*** Quoted text ***

After 31 March 2019, Aedifica announced an agreement for the sale of the Belgian hotel portfolio, completed two sites in the Netherlands and Belgium after construction and renovation works, acquired the plot of land for a Belgian construction project and completed the acquisition of a site in Germany. In addition to its investment activities, Aedifica strives to maintain optimal management of its real estate portfolio. The Company's portfolio provides for excellent rental incomes, which amount to €83.8 million for the three quarters ended 31 March 2019 (€67.7 million one year earlier, an increase of 24 %).

In early May 2019, Aedifica also completed its fifth capital increase, which was widely supported by investors. This fully subscribed €418 million capital increase was the largest ever in the history of the Belgian RREC sector (see section 2.8.2).

Aedifica's consolidated debt-to-assets ratio amounts to 55.5 % as of 31 March 2019 (47.4 % as of 31 December 2018 and 44.3 % as of 30 June 2018). Taking into account the significant decrease of the consolidated debt-to-assets ratio as a result of the proceeds of the capital increase, the consolidated debt-toassets ratio amounts to 38.5 %, which permits the Group to continue on its path toward continued growth.

Before even considering new investment opportunities, the Group's future growth is ensured given its existing commitments to acquire, renovate, extend, redevelop and construct multiple sites. This strategy allows Aedifica to maintain a portfolio of high-quality buildings that generate attractive net yields and to anchor itself as a "pure play" investor in European healthcare real estate.

15 May 2019 – after closing of markets Under embargo until 17:40 CET

2. Important events

2.1. Investment in Belgium

2.1.1. Acquisition of a plot of land in Mechelen

On 24 April 2019, Aedifica acquired a plot of land in Mechelen (Province of Antwerp) on which the Rembertus rest home will be constructed (as announced in the press release of 29 September 2015). This rest home catering to seniors requiring continuous care will have a capacity of 100 units and will be operated by the Armonea group. Aedifica's total investment will amount to approx. €15 million (approx. €4 million for the plot of land and approx. €11 million for construction works). The lease established for this site is an irrevocable 27-year triple net long lease. Upon completion of the works, the gross yield will amount to approx. 5 %.

***

Given exercise A
Please rewrite the listing from its first line through the line containing "59], [254, 69]]", replacing "instance" with "object" and keeping everything else the same.

*** Provided material ***

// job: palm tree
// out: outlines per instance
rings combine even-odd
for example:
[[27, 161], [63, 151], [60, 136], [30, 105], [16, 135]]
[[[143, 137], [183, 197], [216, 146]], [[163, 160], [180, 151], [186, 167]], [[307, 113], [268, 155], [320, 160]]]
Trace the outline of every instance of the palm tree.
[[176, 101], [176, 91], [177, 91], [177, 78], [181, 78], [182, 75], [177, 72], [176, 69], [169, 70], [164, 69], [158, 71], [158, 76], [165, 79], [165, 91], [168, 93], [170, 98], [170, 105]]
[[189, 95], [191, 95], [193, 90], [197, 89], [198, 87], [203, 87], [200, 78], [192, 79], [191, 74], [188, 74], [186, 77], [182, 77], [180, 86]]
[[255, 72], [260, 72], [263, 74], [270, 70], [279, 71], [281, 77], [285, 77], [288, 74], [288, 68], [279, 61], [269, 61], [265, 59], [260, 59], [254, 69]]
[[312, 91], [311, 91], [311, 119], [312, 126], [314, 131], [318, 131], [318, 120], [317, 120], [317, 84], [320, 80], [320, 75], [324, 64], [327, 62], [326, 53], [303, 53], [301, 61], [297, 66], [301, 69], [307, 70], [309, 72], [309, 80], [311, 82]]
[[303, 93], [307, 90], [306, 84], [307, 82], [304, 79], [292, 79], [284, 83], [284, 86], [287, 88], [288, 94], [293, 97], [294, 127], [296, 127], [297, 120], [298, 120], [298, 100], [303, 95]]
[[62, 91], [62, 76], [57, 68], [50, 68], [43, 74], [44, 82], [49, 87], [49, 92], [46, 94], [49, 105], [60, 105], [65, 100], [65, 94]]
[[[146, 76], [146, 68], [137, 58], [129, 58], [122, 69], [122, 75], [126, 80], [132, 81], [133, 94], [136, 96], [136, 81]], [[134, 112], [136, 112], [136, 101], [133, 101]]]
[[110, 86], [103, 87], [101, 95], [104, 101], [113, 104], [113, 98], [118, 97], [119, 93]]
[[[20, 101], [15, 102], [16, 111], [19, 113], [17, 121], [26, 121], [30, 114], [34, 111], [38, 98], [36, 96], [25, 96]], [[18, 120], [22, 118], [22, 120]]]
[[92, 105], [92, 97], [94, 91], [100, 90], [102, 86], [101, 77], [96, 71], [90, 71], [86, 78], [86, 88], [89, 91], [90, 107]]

***

Given exercise B
In the Aedifica update, how large was the fifth capital increase completed in early May 2019?

Written answer A
// job: palm tree
// out: outlines per object
rings combine even-odd
for example:
[[27, 161], [63, 151], [60, 136], [30, 105], [16, 135]]
[[[143, 137], [183, 197], [216, 146]], [[163, 160], [180, 151], [186, 167]], [[307, 113], [268, 155], [320, 160]]]
Trace the outline of every object of the palm tree.
[[176, 101], [176, 91], [177, 91], [177, 78], [181, 78], [182, 75], [177, 72], [176, 69], [169, 70], [164, 69], [158, 71], [158, 76], [165, 79], [165, 91], [168, 93], [170, 98], [170, 105]]
[[189, 95], [191, 95], [193, 90], [197, 89], [198, 87], [203, 87], [200, 78], [192, 79], [191, 74], [188, 74], [186, 77], [182, 77], [180, 86]]
[[255, 72], [260, 72], [263, 74], [270, 70], [279, 71], [281, 77], [285, 77], [288, 74], [288, 68], [279, 61], [269, 61], [265, 59], [260, 59], [254, 69]]

Written answer B
€418 million